▶ Directions:
1. Could you reproduce the part of the discussion excerpt starting with "qsort|2 years ago" and going on through "are somewhat competitive."?
2. In the discussion excerpt, what led Cruise to agree to cut its San Francisco fleet in half? Answer in one to three sentences.
3. Can you pick up the discussion excerpt after its last sentence and keep it going?

▶ Text segment:
.....
A few days later, another Cruise vehicle drove into a paving project in the Western Addition and got stuck in freshly poured concrete.
And then last week, a Cruise car collided with a fire truck in the city, injuring a passenger in the car.
So it was that last Friday Cruise agreed to a request from the California Department of Motor Vehicles to cut in half the number of vehicles it operated in San Francisco, even though regulatory approval for more remained in place. The company, which has had 400 driverless vehicles operating in the city, will now have no more than 50 cars running during the day and 150 at night."[0]
[0] https://www.nytimes.com/2023/08/22/us/california-autonomous-...
qsort|2 years ago
More seriously, the distance between "sort of works" and "works" might not be infinite, but it most likely involves fundamentally unpredictable future developments of the current technology. There is no straight line of incremental improvements that gets us there.
It's fairly straightforward to imagine that if you have a 4.77mhz CPU and 64kb of RAM you will soon have a 3ghz CPU and 64gb RAM.
Bigger number going brrr is no guarantee of anything, here, so much so that models using a fraction of GPT4's resources are somewhat competitive.
By all means continue developing the technology, but claims that we are within arms' reach of X for disparate values of X are not exactly supported by anything.
.....
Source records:
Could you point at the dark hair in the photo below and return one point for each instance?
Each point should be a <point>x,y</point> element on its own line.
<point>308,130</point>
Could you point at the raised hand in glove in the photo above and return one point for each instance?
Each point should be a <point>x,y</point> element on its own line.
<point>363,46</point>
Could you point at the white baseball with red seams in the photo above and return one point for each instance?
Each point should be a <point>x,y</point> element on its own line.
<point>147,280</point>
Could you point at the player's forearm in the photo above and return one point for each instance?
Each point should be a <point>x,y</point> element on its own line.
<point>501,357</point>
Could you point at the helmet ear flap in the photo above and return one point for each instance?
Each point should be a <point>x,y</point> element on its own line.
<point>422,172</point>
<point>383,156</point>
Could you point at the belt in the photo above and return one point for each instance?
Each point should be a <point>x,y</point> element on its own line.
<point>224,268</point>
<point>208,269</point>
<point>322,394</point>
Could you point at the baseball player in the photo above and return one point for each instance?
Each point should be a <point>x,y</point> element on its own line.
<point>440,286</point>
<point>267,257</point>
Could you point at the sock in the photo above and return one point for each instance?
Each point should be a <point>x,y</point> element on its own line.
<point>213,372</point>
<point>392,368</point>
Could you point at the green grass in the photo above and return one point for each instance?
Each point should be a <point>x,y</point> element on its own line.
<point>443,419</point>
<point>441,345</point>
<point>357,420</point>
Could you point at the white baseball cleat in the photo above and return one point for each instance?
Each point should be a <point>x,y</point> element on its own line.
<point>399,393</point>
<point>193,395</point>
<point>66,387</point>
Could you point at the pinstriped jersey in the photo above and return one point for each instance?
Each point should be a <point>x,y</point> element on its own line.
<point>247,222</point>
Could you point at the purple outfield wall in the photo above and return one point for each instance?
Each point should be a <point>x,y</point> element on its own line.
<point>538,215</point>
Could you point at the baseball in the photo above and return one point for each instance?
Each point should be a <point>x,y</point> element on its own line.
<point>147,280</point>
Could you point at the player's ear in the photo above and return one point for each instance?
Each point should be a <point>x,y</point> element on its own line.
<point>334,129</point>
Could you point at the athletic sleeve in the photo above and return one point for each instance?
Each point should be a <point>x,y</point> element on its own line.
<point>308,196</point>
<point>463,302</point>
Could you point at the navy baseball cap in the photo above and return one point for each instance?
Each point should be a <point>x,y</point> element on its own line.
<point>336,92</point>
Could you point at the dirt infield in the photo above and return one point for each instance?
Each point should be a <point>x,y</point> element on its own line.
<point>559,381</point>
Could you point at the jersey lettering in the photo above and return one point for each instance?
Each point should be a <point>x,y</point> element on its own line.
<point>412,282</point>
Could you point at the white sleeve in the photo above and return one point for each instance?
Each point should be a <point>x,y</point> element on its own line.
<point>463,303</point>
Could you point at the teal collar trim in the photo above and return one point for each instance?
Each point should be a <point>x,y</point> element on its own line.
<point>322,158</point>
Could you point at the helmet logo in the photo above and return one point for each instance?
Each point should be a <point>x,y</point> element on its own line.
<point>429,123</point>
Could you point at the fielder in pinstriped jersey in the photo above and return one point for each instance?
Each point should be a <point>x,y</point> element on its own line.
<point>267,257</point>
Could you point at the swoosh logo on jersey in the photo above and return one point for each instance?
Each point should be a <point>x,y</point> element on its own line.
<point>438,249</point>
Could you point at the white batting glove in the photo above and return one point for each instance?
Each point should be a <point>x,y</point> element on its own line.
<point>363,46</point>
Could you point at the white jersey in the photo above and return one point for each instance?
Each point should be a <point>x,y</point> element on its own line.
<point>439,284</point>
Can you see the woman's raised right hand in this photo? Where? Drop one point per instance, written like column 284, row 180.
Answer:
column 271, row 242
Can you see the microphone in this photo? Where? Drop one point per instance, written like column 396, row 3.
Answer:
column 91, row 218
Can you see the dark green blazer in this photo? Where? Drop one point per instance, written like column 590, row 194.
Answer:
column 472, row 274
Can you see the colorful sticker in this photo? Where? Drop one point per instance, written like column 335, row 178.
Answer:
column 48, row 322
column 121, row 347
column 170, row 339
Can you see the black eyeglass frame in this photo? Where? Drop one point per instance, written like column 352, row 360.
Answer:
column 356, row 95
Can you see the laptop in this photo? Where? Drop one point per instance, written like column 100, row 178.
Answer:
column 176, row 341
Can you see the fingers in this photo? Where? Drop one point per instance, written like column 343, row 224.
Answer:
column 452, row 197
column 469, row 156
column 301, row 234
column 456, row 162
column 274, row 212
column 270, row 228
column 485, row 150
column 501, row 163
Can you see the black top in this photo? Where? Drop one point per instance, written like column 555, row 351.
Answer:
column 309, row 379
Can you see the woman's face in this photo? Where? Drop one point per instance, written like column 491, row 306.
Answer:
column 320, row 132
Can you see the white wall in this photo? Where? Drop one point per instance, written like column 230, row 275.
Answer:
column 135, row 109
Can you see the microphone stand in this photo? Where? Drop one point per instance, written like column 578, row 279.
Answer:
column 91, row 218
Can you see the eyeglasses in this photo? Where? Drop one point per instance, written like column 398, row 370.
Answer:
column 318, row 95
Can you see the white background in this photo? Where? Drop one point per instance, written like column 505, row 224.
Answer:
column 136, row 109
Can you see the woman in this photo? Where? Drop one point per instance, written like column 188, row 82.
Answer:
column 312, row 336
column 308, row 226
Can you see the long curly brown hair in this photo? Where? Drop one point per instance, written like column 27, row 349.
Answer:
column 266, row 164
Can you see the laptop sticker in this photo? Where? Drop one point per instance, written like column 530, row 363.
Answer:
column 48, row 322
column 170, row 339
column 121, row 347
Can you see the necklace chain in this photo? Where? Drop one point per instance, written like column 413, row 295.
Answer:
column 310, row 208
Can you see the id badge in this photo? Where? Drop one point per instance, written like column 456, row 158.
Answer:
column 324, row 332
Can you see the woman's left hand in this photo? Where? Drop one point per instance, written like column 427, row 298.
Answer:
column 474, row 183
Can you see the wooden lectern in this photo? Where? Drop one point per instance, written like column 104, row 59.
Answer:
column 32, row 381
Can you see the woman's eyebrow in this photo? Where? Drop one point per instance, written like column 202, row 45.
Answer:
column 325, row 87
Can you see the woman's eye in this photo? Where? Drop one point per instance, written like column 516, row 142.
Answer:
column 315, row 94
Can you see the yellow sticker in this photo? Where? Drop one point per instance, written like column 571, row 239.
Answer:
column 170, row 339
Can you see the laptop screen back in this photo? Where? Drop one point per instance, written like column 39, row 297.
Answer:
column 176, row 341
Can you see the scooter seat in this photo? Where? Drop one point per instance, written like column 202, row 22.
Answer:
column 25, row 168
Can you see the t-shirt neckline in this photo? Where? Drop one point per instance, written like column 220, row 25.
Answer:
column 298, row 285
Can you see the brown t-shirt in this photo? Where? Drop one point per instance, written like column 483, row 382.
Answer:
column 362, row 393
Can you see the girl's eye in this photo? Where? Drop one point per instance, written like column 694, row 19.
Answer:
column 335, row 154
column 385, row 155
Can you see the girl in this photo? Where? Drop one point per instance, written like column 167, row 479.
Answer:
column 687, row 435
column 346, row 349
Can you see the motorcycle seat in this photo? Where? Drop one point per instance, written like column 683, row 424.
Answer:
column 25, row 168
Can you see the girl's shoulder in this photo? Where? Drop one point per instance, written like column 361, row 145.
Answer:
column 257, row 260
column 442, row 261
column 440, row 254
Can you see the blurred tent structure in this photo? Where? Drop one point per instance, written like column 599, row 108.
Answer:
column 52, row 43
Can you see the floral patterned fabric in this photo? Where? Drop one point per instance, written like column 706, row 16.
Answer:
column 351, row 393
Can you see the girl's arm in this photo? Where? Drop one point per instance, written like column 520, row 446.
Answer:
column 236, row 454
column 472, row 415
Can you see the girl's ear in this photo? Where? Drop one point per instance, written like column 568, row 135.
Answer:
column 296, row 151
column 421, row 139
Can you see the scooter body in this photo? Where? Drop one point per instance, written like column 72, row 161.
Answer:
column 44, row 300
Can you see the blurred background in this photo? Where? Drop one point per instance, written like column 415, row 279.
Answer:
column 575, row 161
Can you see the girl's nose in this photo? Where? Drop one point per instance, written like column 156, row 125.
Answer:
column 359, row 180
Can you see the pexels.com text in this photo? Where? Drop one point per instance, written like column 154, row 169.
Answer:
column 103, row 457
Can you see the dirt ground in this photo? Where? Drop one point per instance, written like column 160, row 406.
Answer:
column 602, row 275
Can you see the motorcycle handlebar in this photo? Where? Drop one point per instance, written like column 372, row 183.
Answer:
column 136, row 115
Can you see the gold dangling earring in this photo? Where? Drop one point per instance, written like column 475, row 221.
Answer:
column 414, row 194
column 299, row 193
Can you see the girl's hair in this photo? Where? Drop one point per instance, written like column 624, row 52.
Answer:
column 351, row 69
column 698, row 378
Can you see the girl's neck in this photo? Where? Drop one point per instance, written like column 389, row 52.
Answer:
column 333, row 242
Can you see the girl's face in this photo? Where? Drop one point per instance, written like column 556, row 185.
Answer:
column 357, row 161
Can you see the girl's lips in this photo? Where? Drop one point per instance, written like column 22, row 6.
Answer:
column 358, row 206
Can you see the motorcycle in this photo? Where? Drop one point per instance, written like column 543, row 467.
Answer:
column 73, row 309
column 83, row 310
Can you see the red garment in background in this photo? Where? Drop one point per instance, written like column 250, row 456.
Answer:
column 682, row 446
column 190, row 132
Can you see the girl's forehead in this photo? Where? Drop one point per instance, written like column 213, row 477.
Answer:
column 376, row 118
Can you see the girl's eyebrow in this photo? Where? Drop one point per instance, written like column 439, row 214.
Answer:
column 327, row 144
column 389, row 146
.....
▶ Answer list:
1.
qsort|2 years ago
More seriously, the distance between "sort of works" and "works" might not be infinite, but it most likely involves fundamentally unpredictable future developments of the current technology. There is no straight line of incremental improvements that gets us there.
It's fairly straightforward to imagine that if you have a 4.77mhz CPU and 64kb of RAM you will soon have a 3ghz CPU and 64gb RAM.
Bigger number going brrr is no guarantee of anything, here, so much so that models using a fraction of GPT4's resources are somewhat competitive.

2. Cruise agreed after a series of incidents. One of its vehicles drove into a paving project in the Western Addition and got stuck in freshly poured concrete, and another collided with a fire truck, injuring a passenger. The cut was a request from the California Department of Motor Vehicles.

3.
pjc50|2 years ago
I think we've found the common thread between AI and crypto: the dumping of externalities and increase in energy usage.
Do people really want to work for Microsoft Middle Manager? Have we not seen enough horror stories about metric-slavery in Amazon warehouses and the gig economy? It might be cheaper, but it's also worse, for a class of people who don't get any input in the decision. Similarly self-driving unleashes a new class of poorly behaved "learner" drivers on the road, who may be less aggressive but are also capable of causing problems from that very timidity and lack of general competence.
naillo|2 years ago
intended|2 years ago
There is no such thing as "driving" there is no physical force, or particle. There is no force preventing you from driving in the opposite direction of traffic, or through glass panes.
"Driving" is entirely a social phenomnon, the confluence of societal self impositions and engineering.
If you have a car on fire in front of you, you will need to reverse in the wrong direction of traffic.
In many countries - you have to regularly deal with drivers going full tilt, on the wrong side of the road.
Or You have to deal with theft, and people trying to rob you at every red light.
Im underscoring that this is a social issue. You would need to create models for each country and region, to truly improve self driving.
Self driving assumes a far narrower problem space than reality gives a fig for.
Self driving theory currently works in the same way any theory that assumes spherical cows works.
drawfloat|2 years ago
TMWNN|2 years ago
I was intrigued by the announced Business Chat feature for Microsoft Teams <https://www.reddit.com/r/singularity/comments/11swyeu/introd...>, but learned that it is just summaries of conversations. That's not quite what I'd imagined, which is something like this:
----
A: ... and that is why I think we should go with option 1.
B: No, the points you mentioned support my case for option 2.
C: Nothing you guys have said changes my mind about option 3 being best.
D: Business Chat, what do you think?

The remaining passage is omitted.